» Objective: Render each line of the entries below as a numbered list, omitting any blank lines.

Begin The records

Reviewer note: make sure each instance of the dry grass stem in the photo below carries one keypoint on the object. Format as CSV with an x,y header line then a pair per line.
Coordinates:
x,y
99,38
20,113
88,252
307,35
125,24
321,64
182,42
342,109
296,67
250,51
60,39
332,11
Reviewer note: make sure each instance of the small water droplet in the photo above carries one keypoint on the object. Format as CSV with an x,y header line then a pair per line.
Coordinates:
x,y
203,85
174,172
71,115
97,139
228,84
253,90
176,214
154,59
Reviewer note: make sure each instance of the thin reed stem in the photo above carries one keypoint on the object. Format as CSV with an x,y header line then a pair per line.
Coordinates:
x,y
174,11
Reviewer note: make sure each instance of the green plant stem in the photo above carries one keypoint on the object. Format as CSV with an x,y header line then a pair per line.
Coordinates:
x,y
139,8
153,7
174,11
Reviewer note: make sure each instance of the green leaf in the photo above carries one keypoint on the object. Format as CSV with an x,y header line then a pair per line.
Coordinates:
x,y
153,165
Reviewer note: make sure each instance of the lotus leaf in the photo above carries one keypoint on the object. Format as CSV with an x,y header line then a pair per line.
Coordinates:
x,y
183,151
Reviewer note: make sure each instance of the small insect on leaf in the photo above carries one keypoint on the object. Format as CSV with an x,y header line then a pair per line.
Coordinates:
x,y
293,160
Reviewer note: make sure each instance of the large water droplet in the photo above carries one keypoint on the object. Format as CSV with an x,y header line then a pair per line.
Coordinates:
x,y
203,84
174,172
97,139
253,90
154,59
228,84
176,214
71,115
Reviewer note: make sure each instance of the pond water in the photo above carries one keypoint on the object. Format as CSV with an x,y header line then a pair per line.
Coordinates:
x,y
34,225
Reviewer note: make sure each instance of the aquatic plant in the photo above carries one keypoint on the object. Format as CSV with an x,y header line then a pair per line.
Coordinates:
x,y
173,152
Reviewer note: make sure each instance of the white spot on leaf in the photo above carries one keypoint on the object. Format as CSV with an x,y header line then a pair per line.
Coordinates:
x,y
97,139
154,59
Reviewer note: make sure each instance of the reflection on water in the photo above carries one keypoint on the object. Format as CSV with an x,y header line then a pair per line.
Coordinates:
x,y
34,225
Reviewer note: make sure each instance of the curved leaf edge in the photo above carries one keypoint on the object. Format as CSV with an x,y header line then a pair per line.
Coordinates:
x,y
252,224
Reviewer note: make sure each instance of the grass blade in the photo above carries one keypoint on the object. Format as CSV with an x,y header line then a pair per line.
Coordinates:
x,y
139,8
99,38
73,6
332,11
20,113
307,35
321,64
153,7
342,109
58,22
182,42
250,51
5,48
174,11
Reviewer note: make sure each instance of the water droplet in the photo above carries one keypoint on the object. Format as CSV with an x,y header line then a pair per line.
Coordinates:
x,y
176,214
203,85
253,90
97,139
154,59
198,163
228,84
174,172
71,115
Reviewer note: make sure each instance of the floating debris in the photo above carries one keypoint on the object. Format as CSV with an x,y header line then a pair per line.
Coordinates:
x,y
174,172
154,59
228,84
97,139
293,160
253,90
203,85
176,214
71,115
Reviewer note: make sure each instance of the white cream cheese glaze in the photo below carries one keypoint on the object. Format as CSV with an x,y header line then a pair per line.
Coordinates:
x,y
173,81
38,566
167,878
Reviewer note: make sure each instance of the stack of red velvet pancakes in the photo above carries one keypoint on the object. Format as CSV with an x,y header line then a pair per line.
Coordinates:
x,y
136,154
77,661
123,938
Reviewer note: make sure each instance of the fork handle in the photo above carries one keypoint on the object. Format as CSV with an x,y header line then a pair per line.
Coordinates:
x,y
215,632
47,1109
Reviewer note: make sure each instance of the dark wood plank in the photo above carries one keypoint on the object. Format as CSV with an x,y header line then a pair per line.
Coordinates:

End The records

» Solution to the problem:
1. Reviewer note: make sure each instance of the dry grass stem in the photo below carries one keypoint on the object. Format as CSV with an x,y header line then a pair per line.
2. Coordinates:
3. x,y
4. 99,38
5. 20,113
6. 88,252
7. 307,35
8. 125,24
9. 321,64
10. 182,42
11. 342,109
12. 296,67
13. 250,51
14. 60,39
15. 332,11
16. Reviewer note: make sure each instance of the small water droplet in the photo above carries one keypoint on the object. Format as CSV with an x,y header line then a pair per line.
17. Coordinates:
18. x,y
19. 203,85
20. 174,172
21. 71,115
22. 97,139
23. 228,84
24. 253,90
25. 176,214
26. 154,59
27. Reviewer note: make sure each instance of the thin reed stem in the photo above carries one keypoint on the object. Format as CSV with an x,y header line then a pair per line.
28. Coordinates:
29. x,y
30. 174,11
31. Reviewer note: make sure each instance of the green plant stem in the photo above carries one keypoint on the object. Format as CSV with an x,y header line then a pair per line.
32. Coordinates:
33. x,y
34. 139,8
35. 153,7
36. 174,11
37. Reviewer note: make sure each instance of the green leaf in the photo above carries one keypoint on the object. Format as CSV with an x,y header line then a pair per line.
38. Coordinates:
39. x,y
40. 153,165
41. Reviewer note: make sure each instance of the lotus leaf in the photo above carries one keypoint on the object. Format as CSV with an x,y header line then a pair per line.
42. Coordinates:
43. x,y
44. 183,151
45. Reviewer note: make sure each instance of the small insect on leaf in the photo above carries one keypoint on the object. Format as CSV with an x,y header line then a pair per line.
46. Coordinates:
47. x,y
48. 293,160
49. Reviewer note: make sure each instance of the large water droplet in the photo above carries one keypoint on the object. Format as CSV with an x,y header line then a pair per line.
50. Coordinates:
51. x,y
52. 203,84
53. 174,172
54. 97,139
55. 253,90
56. 154,59
57. 228,84
58. 176,214
59. 71,115
60. Reviewer note: make sure each instance of the pond water in the photo above carries one keypoint on the object. Format as CSV with an x,y header line then a pair per line.
61. Coordinates:
62. x,y
63. 34,225
64. Reviewer note: make sure each instance of the aquatic plant in the photo above carries one keypoint on the object. Format as CSV with an x,y header line then a pair per line.
65. Coordinates:
66. x,y
67. 173,152
68. Reviewer note: make sure each instance of the white spot on leaf in the photo above carries one keypoint on the object. Format as CSV with an x,y header line then a pair per line.
69. Coordinates:
70. x,y
71. 97,139
72. 154,59
73. Reviewer note: make sure each instance of the reflection on water in the photo above carries one keypoint on the object. Format as CSV with an x,y header line then a pair per line.
74. Coordinates:
75. x,y
76. 34,225
77. Reviewer note: make sure each instance of the curved leaf edge in the photo above carries one keypoint on the object. Format as CSV with an x,y header line then a pair per line.
78. Coordinates:
79. x,y
80. 252,224
81. Reviewer note: make sure each instance of the grass blade in the photo above carries one keypoint on the object. Format as CSV with an x,y header line then a pair per line.
82. Coordinates:
83. x,y
84. 139,8
85. 99,38
86. 73,6
87. 332,11
88. 20,113
89. 307,35
90. 321,64
91. 153,7
92. 342,109
93. 58,22
94. 182,42
95. 250,51
96. 5,48
97. 174,11
98. Reviewer note: make sure each instance of the water droplet in the photo above carries one keypoint on the object. Format as CSV with an x,y header line then a pair per line.
99. Coordinates:
100. x,y
101. 176,214
102. 203,85
103. 253,90
104. 97,139
105. 154,59
106. 198,163
107. 228,84
108. 174,172
109. 71,115
110. Reviewer note: make sure each instance of the floating debris in the photo above carries one keypoint on the object. Format as CSV with an x,y header line then a pair per line.
111. Coordinates:
112. x,y
113. 174,172
114. 154,59
115. 228,84
116. 97,139
117. 293,160
118. 253,90
119. 203,85
120. 176,214
121. 71,115
122. Reviewer note: make sure each instance of the white cream cheese glaze in the photo below carries one keypoint on the object. Format as CSV with an x,y header line then a pair per line.
123. Coordinates:
124. x,y
125. 173,81
126. 38,566
127. 167,878
128. Reviewer note: make sure each instance of the stack of red velvet pancakes in the photo above carries one keypoint on the object. Format as CSV with an x,y header line then a pair per line.
129. Coordinates:
130. x,y
131. 136,154
132. 77,661
133. 123,938
134. Reviewer note: make sure each instance of the fork handle in the photo above carries one keypoint on the object. Format as CSV with an x,y header line then a pair per line.
135. Coordinates:
136. x,y
137. 215,632
138. 47,1109
139. Reviewer note: make sure each instance of the dark wood plank in the photo above carries one keypoint on the object. Format as CSV with an x,y header line then a pair per line.
140. Coordinates:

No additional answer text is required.